Copy out, character for character, the part of the items below that begins with the line containing "hand gripping bowl" and ends with the last line of the items, both ends included.

Source data:
##########
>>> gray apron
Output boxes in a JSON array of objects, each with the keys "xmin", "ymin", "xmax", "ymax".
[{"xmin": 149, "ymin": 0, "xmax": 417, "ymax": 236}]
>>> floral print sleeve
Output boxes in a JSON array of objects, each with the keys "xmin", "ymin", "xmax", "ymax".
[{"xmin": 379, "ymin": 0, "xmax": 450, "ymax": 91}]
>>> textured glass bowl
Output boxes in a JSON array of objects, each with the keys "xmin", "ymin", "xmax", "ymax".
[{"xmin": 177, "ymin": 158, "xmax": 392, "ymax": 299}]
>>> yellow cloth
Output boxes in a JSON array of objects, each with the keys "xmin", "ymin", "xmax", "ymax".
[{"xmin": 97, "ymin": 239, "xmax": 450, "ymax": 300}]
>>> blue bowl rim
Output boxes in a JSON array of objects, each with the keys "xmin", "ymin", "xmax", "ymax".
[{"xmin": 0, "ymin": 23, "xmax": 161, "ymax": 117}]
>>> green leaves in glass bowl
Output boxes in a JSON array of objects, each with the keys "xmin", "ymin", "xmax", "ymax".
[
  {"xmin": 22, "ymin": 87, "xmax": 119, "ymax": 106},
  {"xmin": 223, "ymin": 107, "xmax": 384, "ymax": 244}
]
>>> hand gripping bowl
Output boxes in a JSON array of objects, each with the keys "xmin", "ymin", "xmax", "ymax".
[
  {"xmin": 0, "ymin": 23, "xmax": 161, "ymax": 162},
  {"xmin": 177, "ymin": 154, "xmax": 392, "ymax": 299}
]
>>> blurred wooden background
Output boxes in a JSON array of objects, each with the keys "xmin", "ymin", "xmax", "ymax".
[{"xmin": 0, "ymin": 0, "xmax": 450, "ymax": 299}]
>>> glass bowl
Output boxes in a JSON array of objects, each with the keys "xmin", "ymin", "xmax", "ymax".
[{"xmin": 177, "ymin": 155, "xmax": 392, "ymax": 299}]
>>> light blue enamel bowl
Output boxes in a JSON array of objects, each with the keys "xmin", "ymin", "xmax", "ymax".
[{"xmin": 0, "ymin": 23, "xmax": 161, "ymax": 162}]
##########
Solution
>>> hand gripping bowl
Output boxes in a JSON array of objects, each with the keys "xmin", "ymin", "xmax", "ymax".
[
  {"xmin": 0, "ymin": 23, "xmax": 161, "ymax": 162},
  {"xmin": 177, "ymin": 154, "xmax": 392, "ymax": 299}
]
>>> blurred wooden background
Output boxes in a JSON array of objects, each with the keys "xmin", "ymin", "xmax", "ymax".
[{"xmin": 0, "ymin": 0, "xmax": 450, "ymax": 299}]
>>> glass bowl
Output boxes in a JSON array of objects, each with the keys "xmin", "ymin", "xmax", "ymax".
[{"xmin": 177, "ymin": 155, "xmax": 392, "ymax": 299}]
>>> light blue enamel bowl
Output boxes in a JSON array of objects, each with the keys "xmin", "ymin", "xmax", "ymax".
[{"xmin": 0, "ymin": 23, "xmax": 161, "ymax": 162}]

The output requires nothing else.